> _What the task asks_: Return, word for word, the lines in the items below from the one containing "indicate the outstretched" through the one containing "(1150, 378)".

> _Input data_:
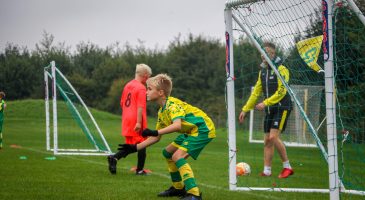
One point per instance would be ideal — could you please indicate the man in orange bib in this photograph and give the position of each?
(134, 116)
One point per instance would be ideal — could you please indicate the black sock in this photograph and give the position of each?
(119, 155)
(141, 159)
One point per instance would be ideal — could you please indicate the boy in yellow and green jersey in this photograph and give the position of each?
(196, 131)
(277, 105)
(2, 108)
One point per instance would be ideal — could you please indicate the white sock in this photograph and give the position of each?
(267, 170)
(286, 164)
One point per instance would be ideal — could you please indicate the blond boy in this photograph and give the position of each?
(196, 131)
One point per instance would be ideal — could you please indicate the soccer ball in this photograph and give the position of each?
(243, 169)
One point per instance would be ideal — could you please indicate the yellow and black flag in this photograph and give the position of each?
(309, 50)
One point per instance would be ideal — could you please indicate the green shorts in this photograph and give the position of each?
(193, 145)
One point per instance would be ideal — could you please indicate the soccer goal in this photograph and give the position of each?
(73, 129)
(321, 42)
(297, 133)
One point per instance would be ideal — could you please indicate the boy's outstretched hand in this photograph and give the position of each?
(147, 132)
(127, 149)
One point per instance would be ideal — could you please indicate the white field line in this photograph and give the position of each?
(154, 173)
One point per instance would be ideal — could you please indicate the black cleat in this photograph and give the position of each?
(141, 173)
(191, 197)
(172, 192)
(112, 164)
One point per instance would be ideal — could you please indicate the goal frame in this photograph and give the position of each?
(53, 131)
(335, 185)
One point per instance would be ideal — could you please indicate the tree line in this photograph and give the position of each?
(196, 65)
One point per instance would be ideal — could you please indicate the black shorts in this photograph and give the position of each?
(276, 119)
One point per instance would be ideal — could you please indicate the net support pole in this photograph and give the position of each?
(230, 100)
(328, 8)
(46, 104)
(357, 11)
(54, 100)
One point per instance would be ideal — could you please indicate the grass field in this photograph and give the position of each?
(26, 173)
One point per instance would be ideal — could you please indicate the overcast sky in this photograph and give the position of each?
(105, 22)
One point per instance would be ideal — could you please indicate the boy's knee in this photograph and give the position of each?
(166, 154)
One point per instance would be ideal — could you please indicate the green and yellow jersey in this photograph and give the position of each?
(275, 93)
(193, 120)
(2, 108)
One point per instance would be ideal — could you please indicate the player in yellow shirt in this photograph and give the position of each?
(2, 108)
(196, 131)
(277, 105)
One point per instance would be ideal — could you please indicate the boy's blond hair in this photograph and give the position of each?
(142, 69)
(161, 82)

...

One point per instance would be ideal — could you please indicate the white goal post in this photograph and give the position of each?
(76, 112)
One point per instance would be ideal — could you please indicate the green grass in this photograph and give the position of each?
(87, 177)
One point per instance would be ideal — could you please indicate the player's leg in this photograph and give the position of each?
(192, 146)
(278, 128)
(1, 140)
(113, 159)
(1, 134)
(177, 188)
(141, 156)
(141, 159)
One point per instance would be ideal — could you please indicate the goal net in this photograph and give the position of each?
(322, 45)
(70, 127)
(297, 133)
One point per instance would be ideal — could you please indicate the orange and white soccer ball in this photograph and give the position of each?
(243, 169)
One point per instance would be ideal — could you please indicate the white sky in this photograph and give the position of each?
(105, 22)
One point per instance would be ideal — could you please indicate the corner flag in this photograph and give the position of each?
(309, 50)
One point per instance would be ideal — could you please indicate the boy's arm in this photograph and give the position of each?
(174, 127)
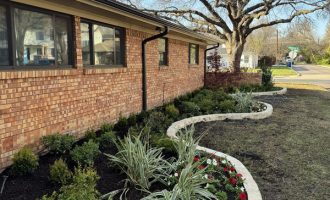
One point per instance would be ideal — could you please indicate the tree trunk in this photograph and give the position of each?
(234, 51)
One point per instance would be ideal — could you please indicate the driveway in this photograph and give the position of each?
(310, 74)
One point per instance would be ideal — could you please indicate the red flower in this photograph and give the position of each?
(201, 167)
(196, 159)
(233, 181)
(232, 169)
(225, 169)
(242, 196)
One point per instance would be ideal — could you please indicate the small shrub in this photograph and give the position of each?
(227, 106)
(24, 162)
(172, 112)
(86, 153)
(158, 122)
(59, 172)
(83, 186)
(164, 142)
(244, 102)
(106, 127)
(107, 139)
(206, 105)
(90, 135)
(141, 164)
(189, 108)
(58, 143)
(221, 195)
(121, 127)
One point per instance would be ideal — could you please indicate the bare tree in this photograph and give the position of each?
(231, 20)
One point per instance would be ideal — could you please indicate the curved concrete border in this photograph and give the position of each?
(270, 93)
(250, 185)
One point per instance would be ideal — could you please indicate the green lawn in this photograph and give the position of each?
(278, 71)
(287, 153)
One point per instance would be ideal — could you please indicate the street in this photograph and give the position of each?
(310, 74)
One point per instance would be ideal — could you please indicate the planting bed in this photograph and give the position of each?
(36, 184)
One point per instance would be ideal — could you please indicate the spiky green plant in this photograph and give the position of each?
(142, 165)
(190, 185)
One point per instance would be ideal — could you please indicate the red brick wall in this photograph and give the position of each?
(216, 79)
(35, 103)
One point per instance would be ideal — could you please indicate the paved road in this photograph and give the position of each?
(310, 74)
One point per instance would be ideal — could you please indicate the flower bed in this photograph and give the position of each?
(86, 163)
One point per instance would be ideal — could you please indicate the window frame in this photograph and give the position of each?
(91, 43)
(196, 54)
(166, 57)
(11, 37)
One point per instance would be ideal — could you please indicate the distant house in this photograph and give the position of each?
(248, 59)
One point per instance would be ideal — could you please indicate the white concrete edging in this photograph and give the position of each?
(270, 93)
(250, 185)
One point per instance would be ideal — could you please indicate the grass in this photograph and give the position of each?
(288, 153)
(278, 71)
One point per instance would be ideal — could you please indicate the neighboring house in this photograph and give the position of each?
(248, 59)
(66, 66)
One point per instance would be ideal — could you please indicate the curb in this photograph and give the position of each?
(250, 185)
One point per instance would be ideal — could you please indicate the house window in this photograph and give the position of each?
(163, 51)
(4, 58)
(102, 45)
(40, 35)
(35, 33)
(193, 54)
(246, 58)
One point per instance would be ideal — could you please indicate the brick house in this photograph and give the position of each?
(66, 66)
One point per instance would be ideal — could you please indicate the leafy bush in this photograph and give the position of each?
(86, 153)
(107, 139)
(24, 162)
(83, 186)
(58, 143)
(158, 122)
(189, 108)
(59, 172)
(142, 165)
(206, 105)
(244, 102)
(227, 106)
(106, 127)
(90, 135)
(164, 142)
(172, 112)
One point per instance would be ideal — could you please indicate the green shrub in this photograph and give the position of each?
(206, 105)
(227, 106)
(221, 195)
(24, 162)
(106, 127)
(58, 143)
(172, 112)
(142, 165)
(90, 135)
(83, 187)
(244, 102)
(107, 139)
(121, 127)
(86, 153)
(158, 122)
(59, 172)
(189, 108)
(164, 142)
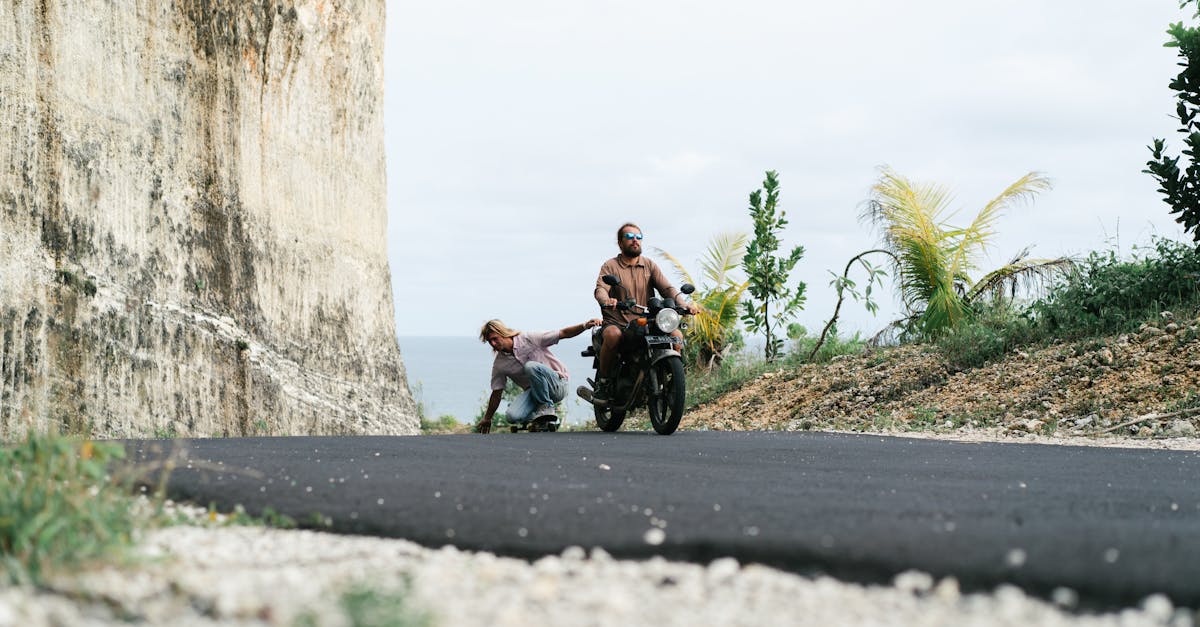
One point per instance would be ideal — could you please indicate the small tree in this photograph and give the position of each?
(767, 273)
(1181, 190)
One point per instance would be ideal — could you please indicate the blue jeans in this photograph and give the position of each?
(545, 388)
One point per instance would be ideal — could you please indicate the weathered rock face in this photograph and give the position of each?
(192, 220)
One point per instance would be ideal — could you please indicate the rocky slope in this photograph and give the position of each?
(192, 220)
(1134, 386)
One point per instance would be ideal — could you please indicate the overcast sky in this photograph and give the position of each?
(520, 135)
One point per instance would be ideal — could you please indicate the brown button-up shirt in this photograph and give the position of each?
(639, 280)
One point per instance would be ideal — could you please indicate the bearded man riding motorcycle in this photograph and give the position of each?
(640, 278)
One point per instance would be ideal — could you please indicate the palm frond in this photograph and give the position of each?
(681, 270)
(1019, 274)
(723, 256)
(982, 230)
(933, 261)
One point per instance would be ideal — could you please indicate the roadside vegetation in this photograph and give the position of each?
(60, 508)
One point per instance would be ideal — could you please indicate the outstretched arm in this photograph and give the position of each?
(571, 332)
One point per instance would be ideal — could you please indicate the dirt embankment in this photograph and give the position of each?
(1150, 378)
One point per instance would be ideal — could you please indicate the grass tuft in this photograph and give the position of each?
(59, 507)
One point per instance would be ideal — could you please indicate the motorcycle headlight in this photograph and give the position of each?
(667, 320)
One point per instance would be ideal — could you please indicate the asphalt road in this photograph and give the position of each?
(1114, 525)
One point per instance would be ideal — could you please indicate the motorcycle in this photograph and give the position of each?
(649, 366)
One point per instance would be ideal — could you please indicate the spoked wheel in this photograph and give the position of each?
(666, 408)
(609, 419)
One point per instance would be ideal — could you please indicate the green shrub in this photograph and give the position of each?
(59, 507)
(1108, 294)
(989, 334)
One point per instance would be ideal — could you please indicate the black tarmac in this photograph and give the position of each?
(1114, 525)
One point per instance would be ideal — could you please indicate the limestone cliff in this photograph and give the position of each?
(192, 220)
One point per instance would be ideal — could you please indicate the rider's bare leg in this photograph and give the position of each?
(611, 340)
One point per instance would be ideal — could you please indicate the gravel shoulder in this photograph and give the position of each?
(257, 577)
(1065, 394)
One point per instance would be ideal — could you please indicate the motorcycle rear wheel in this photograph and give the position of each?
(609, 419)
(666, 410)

> _Output below_:
One point per instance would be ideal — could you please indicate the outstretched arm in this photograph and give the position of each?
(571, 332)
One point per instance would be ideal — could you please indicate the dirt embankment in this photograph and give the position of each?
(1150, 378)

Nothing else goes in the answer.